◆ **Problem statement**
Write the data out again, exactly as given.

[Coordinate annotation records]
****************
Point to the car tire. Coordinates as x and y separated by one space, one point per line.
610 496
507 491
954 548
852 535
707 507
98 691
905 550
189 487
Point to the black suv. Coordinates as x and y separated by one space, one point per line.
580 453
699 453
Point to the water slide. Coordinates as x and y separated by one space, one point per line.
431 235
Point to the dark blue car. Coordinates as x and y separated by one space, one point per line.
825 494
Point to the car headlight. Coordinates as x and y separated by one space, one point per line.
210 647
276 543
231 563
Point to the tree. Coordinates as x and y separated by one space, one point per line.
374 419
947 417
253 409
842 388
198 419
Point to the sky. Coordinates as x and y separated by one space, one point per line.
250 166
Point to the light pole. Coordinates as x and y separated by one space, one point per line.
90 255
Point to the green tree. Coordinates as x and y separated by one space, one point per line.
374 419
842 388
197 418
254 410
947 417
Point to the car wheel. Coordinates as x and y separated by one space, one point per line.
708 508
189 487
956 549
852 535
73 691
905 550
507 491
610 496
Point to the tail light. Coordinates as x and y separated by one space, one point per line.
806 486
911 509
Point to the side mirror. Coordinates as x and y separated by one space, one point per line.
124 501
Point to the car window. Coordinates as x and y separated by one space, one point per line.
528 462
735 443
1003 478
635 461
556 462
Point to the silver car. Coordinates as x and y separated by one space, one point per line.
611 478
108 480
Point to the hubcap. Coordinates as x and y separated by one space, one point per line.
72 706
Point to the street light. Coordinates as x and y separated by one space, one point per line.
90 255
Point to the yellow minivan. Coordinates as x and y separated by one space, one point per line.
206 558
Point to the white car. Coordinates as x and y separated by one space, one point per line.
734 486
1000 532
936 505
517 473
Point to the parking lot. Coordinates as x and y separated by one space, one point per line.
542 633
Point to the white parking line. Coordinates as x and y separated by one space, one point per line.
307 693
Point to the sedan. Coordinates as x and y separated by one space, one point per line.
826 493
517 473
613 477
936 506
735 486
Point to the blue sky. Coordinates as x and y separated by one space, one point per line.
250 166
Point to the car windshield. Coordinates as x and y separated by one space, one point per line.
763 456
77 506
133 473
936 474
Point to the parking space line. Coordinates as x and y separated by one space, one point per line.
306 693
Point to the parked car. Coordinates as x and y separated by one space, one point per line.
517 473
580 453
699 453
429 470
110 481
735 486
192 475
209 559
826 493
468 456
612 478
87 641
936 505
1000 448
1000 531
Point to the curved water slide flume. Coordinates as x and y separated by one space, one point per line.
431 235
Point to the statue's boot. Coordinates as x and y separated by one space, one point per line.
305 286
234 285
****************
◆ **Completed task**
Point to the car tire. Coordinates as x and y separated by one space, one point per line.
610 496
507 491
954 548
852 535
707 507
98 691
905 550
189 487
Point to the black suv. Coordinates as x and y separated by one space, one point per line.
580 453
699 453
Point to the water slide. Coordinates as x and y separated by one space, one point per line.
431 235
Point to the dark blue car. Coordinates as x and y separated by one space, one point per line.
825 494
Point to the car headlight. Coordinates as x and y separated by one space, one point per line.
210 647
276 543
231 563
Point to the tree. Coordinates as x and y separated by one space, one point per line.
374 419
947 417
253 409
842 388
198 419
Point to the sky. Coordinates as x and y separated by one space, one point per line.
250 166
Point to the light pole. Coordinates as x and y separated by one space, one point per line.
90 255
Point to the green tree. Coordinates as x and y separated by one space, one point per line.
374 419
842 388
197 418
254 410
947 417
Point to the car wheel. Coordinates as x and y separated by one space, one point per line.
708 508
189 487
956 549
852 535
73 691
905 550
507 491
610 496
Point to the tail light. Coordinates as x and y separated by one space, one point per line.
806 486
911 509
Point to the side mirror. Coordinates as x and y separated by one space, one point per line.
124 501
Point to the car window. Coordinates as x and y separated by one space, one point per line.
528 462
735 443
1003 478
635 461
556 462
Point to the silver car. Coordinates as x and y separated by one space, one point per line.
611 478
108 480
Point to the hubcap. Coordinates as x and y separated by one space, one point per line.
72 706
Point to the street light. Coordinates as x and y separated by one space, one point per line.
90 255
Point to the yellow minivan. Coordinates as x and y separated by one space, one point per line.
206 558
Point to the white car. Coordinates as x and y separated by one space, one point per line.
734 486
1000 532
936 505
517 473
Point to the parking lot. Coordinates as x and y separated by one space, one point per line.
542 633
Point to the white parking line. Coordinates as x and y separated by one space, one point per line.
307 693
Point to the sedan. Coordinates as x and y separated by one space, one point per line.
826 493
517 473
613 477
936 506
735 486
Point to the blue sky. Coordinates as x and y separated by one space, one point per line.
250 166
Point to the car windshield. Coordinates as x and y separated by one space, one point per line.
763 456
77 506
133 473
936 474
Point to the parking space line. Coordinates as x and y separated by one space, one point per line.
306 693
Point to the parked car. Coordinates as x and y separated by one space, one point per line.
517 473
580 453
699 453
429 470
110 481
735 486
192 475
209 559
826 493
468 456
612 478
87 641
936 505
1000 448
1000 531
Point to the curved water slide flume. Coordinates as x and y separated by one space, one point per line.
431 235
Point to the statue's boot. Coordinates as x and y separated by one space, one point per line.
305 286
234 285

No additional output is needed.